— start of Provided data —

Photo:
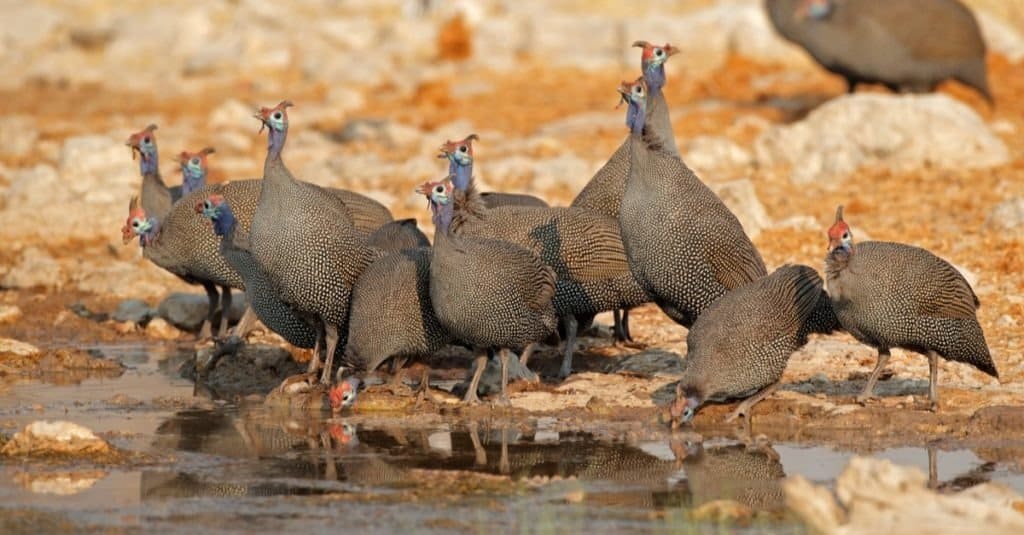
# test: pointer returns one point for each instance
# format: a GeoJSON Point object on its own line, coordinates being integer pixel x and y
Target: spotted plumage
{"type": "Point", "coordinates": [740, 344]}
{"type": "Point", "coordinates": [488, 293]}
{"type": "Point", "coordinates": [306, 243]}
{"type": "Point", "coordinates": [684, 246]}
{"type": "Point", "coordinates": [908, 45]}
{"type": "Point", "coordinates": [584, 248]}
{"type": "Point", "coordinates": [896, 295]}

— end of Provided data —

- Prompt: Rewrite the records above, replacing "instance" with "occurrence" and leaving everything else unchanged. Omit the pictures from your output.

- Complete answer:
Photo:
# test: pointer returns one point for each occurrence
# format: a GeoJSON Point object on its own line, coordinates being integer pixel x and y
Target: spotted plumage
{"type": "Point", "coordinates": [740, 344]}
{"type": "Point", "coordinates": [488, 293]}
{"type": "Point", "coordinates": [306, 243]}
{"type": "Point", "coordinates": [684, 246]}
{"type": "Point", "coordinates": [908, 45]}
{"type": "Point", "coordinates": [584, 248]}
{"type": "Point", "coordinates": [896, 295]}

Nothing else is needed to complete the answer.